* PROBLEM SET:
1. In the glioblastoma passage, reproduce the text starting at "In a study published" and ending at "than attacking it.", substituting "research group" for "research team".
2. According to the glioblastoma passage, what group of enzymes controls the pro-inflammatory activation of microglia?
3. Using the glioblastoma passage, explain in one to three sentences why glioblastomas are difficult to remove surgically.

* EXCERPT:
In a study published in the journal Nature Immunology, an international research team led from Karolinska Institutet explain the molecular mechanisms behind how gliobastomas influence the immune system, which causes them to stimulate cancer growth rather than attacking it.
Glioblastomas are one of the most malignant forms of brain tumor and are difficult to surgically remove because the tumor cells invade the surrounding healthy brain tissue. They also affect the microglia in such a way that they stimulate the tumor cells instead of attacking them. The research group has previously shown that pro-inflammatory activation of microglia is controlled by a group of enzymes called caspases. In the present study, they sought to examine if the way the cancer cells affect microglia also includes a similar mechanism. By cultivating microglia and glioblastoma cells together the researchers were able to show that the cancer cells inhibit caspase-3 activity in the microglia.

* LISTED ENTRIES:
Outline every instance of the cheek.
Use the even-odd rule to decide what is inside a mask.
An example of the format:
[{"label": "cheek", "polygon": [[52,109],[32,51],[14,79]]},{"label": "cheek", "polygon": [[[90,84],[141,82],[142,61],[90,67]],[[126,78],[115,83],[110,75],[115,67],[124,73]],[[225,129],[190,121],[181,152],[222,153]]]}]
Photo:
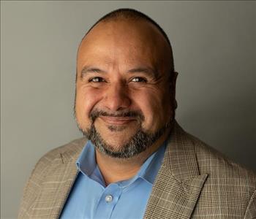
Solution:
[{"label": "cheek", "polygon": [[157,90],[147,90],[134,93],[133,98],[145,116],[145,128],[156,130],[169,119],[170,104],[166,94]]},{"label": "cheek", "polygon": [[101,99],[98,89],[78,86],[75,98],[75,112],[80,123],[89,123],[89,115],[93,107]]}]

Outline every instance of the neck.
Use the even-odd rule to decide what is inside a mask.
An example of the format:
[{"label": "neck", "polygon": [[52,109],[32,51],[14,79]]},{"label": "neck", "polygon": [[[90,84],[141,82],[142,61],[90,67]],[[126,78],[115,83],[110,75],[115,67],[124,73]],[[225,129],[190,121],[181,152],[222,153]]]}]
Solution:
[{"label": "neck", "polygon": [[169,131],[166,131],[149,148],[129,158],[112,158],[96,150],[97,163],[106,185],[134,177],[145,161],[162,145],[168,134]]}]

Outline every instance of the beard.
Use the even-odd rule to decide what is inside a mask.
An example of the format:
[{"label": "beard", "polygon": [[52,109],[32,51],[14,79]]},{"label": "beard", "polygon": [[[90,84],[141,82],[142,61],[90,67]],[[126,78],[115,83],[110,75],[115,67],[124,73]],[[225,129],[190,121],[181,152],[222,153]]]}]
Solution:
[{"label": "beard", "polygon": [[[97,131],[94,121],[99,116],[132,118],[138,121],[139,128],[127,142],[117,148],[117,147],[113,147],[108,144]],[[149,148],[170,127],[173,120],[170,118],[162,128],[154,133],[149,133],[142,127],[142,122],[145,120],[145,117],[140,111],[123,110],[116,111],[114,113],[108,113],[105,111],[94,110],[91,112],[89,118],[91,123],[90,128],[83,129],[78,123],[80,131],[89,140],[91,140],[99,152],[116,158],[129,158]],[[111,131],[121,131],[125,128],[125,127],[116,126],[109,126],[108,128]]]}]

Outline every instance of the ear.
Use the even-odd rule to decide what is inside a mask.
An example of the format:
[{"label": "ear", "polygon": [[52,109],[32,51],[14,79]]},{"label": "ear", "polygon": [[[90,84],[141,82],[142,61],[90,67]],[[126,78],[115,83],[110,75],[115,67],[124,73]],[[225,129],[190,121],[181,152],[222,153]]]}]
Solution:
[{"label": "ear", "polygon": [[170,79],[170,93],[171,93],[171,101],[173,102],[173,110],[176,110],[178,107],[177,101],[176,99],[176,80],[178,73],[177,72],[173,72],[172,77]]}]

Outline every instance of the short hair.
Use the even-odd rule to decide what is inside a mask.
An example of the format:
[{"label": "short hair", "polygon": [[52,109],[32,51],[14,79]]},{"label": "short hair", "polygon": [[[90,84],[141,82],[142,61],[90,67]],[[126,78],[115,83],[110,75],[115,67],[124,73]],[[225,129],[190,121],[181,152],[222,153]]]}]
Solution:
[{"label": "short hair", "polygon": [[[108,21],[112,21],[112,20],[118,20],[119,19],[124,19],[124,20],[144,20],[146,21],[149,22],[150,23],[153,24],[157,29],[162,34],[162,35],[164,36],[167,42],[168,43],[170,46],[170,50],[171,53],[171,60],[170,60],[170,68],[171,71],[174,71],[174,63],[173,63],[173,49],[170,44],[170,42],[169,40],[169,38],[165,31],[162,28],[162,27],[152,18],[149,18],[148,15],[143,14],[143,12],[134,9],[129,9],[129,8],[121,8],[116,10],[113,10],[107,15],[104,15],[102,18],[99,18],[86,32],[86,36],[91,31],[91,30],[99,23],[100,22],[108,22]],[[83,37],[83,38],[84,38]],[[83,41],[83,39],[82,39]]]}]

* REPLIES:
1.
In a study published in the journal Nature Immunology, an international research group led from Karolinska Institutet explain the molecular mechanisms behind how gliobastomas influence the immune system, which causes them to stimulate cancer growth rather than attacking it.

2. Caspases control the pro-inflammatory activation of microglia.

3. Glioblastomas are difficult to remove surgically because the tumor cells invade the surrounding healthy brain tissue.